(Dataset excerpts)
■ ■ ■ ■ ■

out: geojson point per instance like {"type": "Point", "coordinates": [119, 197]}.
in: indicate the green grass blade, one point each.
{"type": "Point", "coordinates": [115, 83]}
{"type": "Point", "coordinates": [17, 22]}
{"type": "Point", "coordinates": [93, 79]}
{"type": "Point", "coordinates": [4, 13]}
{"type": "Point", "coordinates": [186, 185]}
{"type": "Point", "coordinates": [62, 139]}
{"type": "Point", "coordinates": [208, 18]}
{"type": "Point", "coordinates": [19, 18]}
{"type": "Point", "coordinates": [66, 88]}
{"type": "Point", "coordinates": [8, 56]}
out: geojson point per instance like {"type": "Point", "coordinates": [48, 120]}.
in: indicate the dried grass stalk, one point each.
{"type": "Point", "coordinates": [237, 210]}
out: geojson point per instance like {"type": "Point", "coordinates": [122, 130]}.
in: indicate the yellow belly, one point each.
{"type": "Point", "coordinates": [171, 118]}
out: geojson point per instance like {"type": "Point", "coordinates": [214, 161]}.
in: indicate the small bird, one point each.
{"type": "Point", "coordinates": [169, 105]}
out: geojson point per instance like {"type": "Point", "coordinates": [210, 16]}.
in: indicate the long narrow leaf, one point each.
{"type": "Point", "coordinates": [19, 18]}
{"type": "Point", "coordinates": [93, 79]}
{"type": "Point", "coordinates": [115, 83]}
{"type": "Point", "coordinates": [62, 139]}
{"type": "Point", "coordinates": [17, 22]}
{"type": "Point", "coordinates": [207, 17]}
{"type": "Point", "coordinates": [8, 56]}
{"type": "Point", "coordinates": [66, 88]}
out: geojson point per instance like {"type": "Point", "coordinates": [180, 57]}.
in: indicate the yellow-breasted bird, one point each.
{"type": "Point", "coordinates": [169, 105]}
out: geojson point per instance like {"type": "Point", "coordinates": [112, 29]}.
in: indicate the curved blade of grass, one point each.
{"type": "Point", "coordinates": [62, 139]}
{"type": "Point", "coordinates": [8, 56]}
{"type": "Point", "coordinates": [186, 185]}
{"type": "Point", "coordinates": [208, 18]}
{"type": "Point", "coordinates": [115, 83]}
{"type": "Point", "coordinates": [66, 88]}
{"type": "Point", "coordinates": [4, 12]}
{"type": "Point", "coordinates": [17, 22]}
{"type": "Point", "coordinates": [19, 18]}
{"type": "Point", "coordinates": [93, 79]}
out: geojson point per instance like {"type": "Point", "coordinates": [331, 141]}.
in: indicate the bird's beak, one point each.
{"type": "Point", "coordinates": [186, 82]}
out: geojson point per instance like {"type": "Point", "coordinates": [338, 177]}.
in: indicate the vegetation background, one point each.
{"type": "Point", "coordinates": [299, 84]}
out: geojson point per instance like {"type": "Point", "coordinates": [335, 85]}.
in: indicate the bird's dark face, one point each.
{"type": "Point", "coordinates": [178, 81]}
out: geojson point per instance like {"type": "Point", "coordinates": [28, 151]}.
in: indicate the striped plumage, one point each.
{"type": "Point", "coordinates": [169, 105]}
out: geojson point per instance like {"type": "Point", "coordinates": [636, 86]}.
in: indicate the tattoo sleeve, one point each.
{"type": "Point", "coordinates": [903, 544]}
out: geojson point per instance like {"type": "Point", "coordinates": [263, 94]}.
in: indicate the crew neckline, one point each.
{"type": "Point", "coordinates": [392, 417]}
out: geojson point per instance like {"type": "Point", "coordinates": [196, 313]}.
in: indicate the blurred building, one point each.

■ ■ ■ ■ ■

What the task asks
The entries above must be output exactly, with every line preserved.

Finished exercise
out: geojson point per instance like {"type": "Point", "coordinates": [119, 197]}.
in: indicate the green grass blade, one point each.
{"type": "Point", "coordinates": [115, 83]}
{"type": "Point", "coordinates": [17, 22]}
{"type": "Point", "coordinates": [93, 79]}
{"type": "Point", "coordinates": [4, 13]}
{"type": "Point", "coordinates": [186, 185]}
{"type": "Point", "coordinates": [62, 139]}
{"type": "Point", "coordinates": [208, 18]}
{"type": "Point", "coordinates": [19, 18]}
{"type": "Point", "coordinates": [66, 88]}
{"type": "Point", "coordinates": [8, 56]}
out: geojson point per instance like {"type": "Point", "coordinates": [48, 120]}.
in: indicate the dried grass stalk, one point each.
{"type": "Point", "coordinates": [237, 210]}
out: geojson point per instance like {"type": "Point", "coordinates": [122, 130]}.
in: indicate the yellow belly, one point each.
{"type": "Point", "coordinates": [171, 118]}
out: geojson point per instance like {"type": "Point", "coordinates": [214, 161]}.
in: indicate the small bird, one point each.
{"type": "Point", "coordinates": [169, 105]}
out: geojson point per instance like {"type": "Point", "coordinates": [210, 16]}.
in: indicate the long narrow leaf, one point each.
{"type": "Point", "coordinates": [19, 18]}
{"type": "Point", "coordinates": [93, 79]}
{"type": "Point", "coordinates": [115, 83]}
{"type": "Point", "coordinates": [62, 139]}
{"type": "Point", "coordinates": [17, 22]}
{"type": "Point", "coordinates": [207, 17]}
{"type": "Point", "coordinates": [8, 56]}
{"type": "Point", "coordinates": [66, 88]}
out: geojson point per instance like {"type": "Point", "coordinates": [180, 57]}.
in: indicate the yellow-breasted bird, one point each.
{"type": "Point", "coordinates": [169, 105]}
out: geojson point per instance like {"type": "Point", "coordinates": [112, 29]}.
in: indicate the curved blade of grass, one point each.
{"type": "Point", "coordinates": [62, 139]}
{"type": "Point", "coordinates": [8, 56]}
{"type": "Point", "coordinates": [186, 185]}
{"type": "Point", "coordinates": [208, 18]}
{"type": "Point", "coordinates": [115, 83]}
{"type": "Point", "coordinates": [66, 88]}
{"type": "Point", "coordinates": [4, 12]}
{"type": "Point", "coordinates": [17, 22]}
{"type": "Point", "coordinates": [19, 18]}
{"type": "Point", "coordinates": [93, 79]}
out: geojson point per instance like {"type": "Point", "coordinates": [331, 141]}.
in: indicate the bird's beak, one point each.
{"type": "Point", "coordinates": [186, 82]}
out: geojson point per instance like {"type": "Point", "coordinates": [338, 177]}.
in: indicate the vegetation background, one point each.
{"type": "Point", "coordinates": [299, 84]}
out: geojson point per instance like {"type": "Point", "coordinates": [335, 85]}.
in: indicate the bird's dark face, one point each.
{"type": "Point", "coordinates": [178, 81]}
out: geojson point per instance like {"type": "Point", "coordinates": [28, 151]}.
in: indicate the striped plumage, one point each.
{"type": "Point", "coordinates": [169, 105]}
out: geojson point per instance like {"type": "Point", "coordinates": [636, 86]}.
in: indicate the tattoo sleeve, one point each.
{"type": "Point", "coordinates": [903, 544]}
out: geojson point per instance like {"type": "Point", "coordinates": [263, 94]}.
in: indicate the crew neckline, one point each.
{"type": "Point", "coordinates": [392, 417]}
out: geojson point per instance like {"type": "Point", "coordinates": [196, 313]}.
in: indicate the blurred building, one point each.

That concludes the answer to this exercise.